#### Aufgabenstellung:
Schreiben Sie sämtliche nachstehenden Datensätze Zeile für Zeile unverändert ab und lassen Sie dabei die Bilder weg.

[Daten zur Objekterkennung]
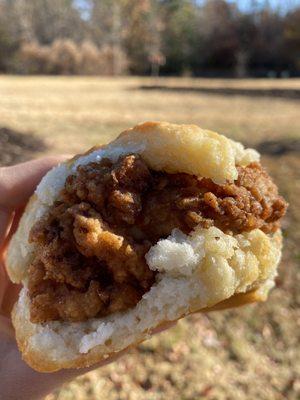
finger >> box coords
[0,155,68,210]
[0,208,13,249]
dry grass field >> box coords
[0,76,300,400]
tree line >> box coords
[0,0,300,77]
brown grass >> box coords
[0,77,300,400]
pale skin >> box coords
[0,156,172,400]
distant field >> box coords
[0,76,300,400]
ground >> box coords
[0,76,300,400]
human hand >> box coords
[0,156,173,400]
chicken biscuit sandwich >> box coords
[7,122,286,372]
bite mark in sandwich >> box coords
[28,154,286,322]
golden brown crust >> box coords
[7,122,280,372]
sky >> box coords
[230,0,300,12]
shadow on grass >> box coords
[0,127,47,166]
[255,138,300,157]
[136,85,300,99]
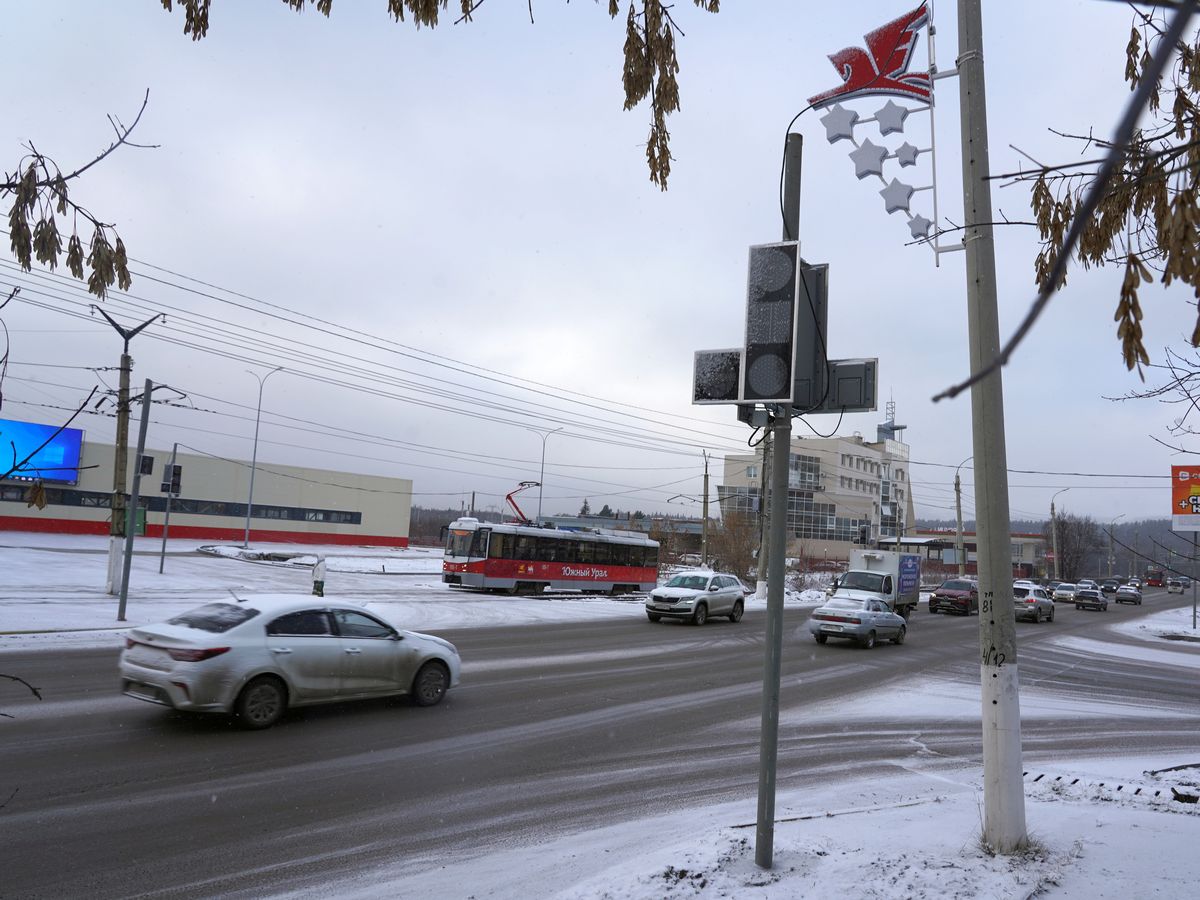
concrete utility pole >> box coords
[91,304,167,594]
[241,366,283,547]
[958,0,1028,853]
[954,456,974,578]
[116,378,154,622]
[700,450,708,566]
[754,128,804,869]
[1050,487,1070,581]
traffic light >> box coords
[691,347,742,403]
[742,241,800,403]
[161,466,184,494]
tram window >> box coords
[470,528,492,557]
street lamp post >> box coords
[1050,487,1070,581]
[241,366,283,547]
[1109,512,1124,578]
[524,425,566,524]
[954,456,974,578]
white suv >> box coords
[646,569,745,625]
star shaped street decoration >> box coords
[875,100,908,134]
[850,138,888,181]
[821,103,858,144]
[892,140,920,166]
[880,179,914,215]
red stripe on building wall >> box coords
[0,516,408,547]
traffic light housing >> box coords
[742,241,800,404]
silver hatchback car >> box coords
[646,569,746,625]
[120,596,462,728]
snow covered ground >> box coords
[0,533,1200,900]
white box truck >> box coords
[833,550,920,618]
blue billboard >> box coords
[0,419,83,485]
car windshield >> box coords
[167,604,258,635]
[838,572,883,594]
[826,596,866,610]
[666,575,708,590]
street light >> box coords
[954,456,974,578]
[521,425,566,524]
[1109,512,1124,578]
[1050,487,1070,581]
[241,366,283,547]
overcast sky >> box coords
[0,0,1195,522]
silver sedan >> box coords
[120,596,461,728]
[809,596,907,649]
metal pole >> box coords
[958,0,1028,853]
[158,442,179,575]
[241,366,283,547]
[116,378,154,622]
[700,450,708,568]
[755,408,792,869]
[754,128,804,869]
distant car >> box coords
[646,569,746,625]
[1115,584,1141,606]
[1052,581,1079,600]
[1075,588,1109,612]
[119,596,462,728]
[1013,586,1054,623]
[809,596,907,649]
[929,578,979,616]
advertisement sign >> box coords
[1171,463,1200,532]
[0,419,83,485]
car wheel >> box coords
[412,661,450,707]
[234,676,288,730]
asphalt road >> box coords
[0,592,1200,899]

#### Schriftliche Antwort:
finger >> box coords
[0,155,68,210]
[0,208,13,249]
dry grass field >> box coords
[0,76,300,400]
tree line >> box coords
[0,0,300,77]
brown grass >> box coords
[0,77,300,400]
pale skin >> box coords
[0,156,172,400]
distant field >> box coords
[0,76,300,400]
ground >> box coords
[0,76,300,400]
human hand >> box coords
[0,156,173,400]
chicken biscuit sandwich >> box coords
[7,122,286,372]
bite mark in sandwich >> box coords
[28,154,286,322]
golden brown crust >> box coords
[7,122,280,372]
sky >> box coords
[230,0,300,12]
shadow on grass >> box coords
[0,127,47,166]
[255,138,300,157]
[136,85,300,99]
concrete utility pole >> box coords
[91,304,167,594]
[241,366,283,547]
[958,0,1028,853]
[954,456,974,578]
[116,378,154,622]
[700,450,708,566]
[754,128,804,869]
[1050,487,1070,581]
traffic light >> box coords
[691,347,742,403]
[742,241,800,403]
[161,466,184,494]
tram window >> box coords
[470,528,492,557]
street lamp post >> box coords
[1050,487,1070,581]
[241,366,283,547]
[1109,512,1124,578]
[524,425,566,524]
[954,456,974,578]
white suv >> box coords
[646,569,745,625]
star shaped street decoration >> box coords
[875,100,908,134]
[850,138,888,181]
[821,103,858,144]
[892,140,920,166]
[880,179,914,215]
red stripe on building wall >> box coords
[0,516,408,547]
traffic light housing >> box coords
[742,241,800,404]
silver hatchback car >> box coords
[646,569,746,625]
[120,596,462,728]
snow covered ground >> box coords
[0,533,1200,900]
white box truck >> box coords
[833,550,920,618]
blue billboard >> box coords
[0,419,83,485]
car windshield >> box coords
[167,604,258,635]
[838,572,883,594]
[826,596,866,610]
[666,575,708,590]
street light >> box coords
[954,456,974,578]
[521,425,566,524]
[1109,512,1124,578]
[1050,487,1070,581]
[241,366,283,547]
overcast sky >> box coords
[0,0,1195,522]
silver sedan >> box coords
[120,596,461,728]
[809,596,907,649]
metal pole >> box coords
[958,0,1028,853]
[158,442,179,575]
[241,366,283,547]
[116,378,154,622]
[700,450,708,568]
[755,408,792,869]
[754,128,804,869]
distant car >> box coords
[646,569,746,625]
[1115,584,1141,606]
[1052,581,1079,600]
[1075,588,1109,612]
[119,596,462,728]
[1013,586,1054,623]
[809,596,907,649]
[929,578,979,616]
advertisement sign >> box coords
[1171,463,1200,532]
[0,419,83,485]
car wheel >> box coords
[412,661,450,707]
[234,676,288,730]
asphalt road >> box coords
[0,592,1200,899]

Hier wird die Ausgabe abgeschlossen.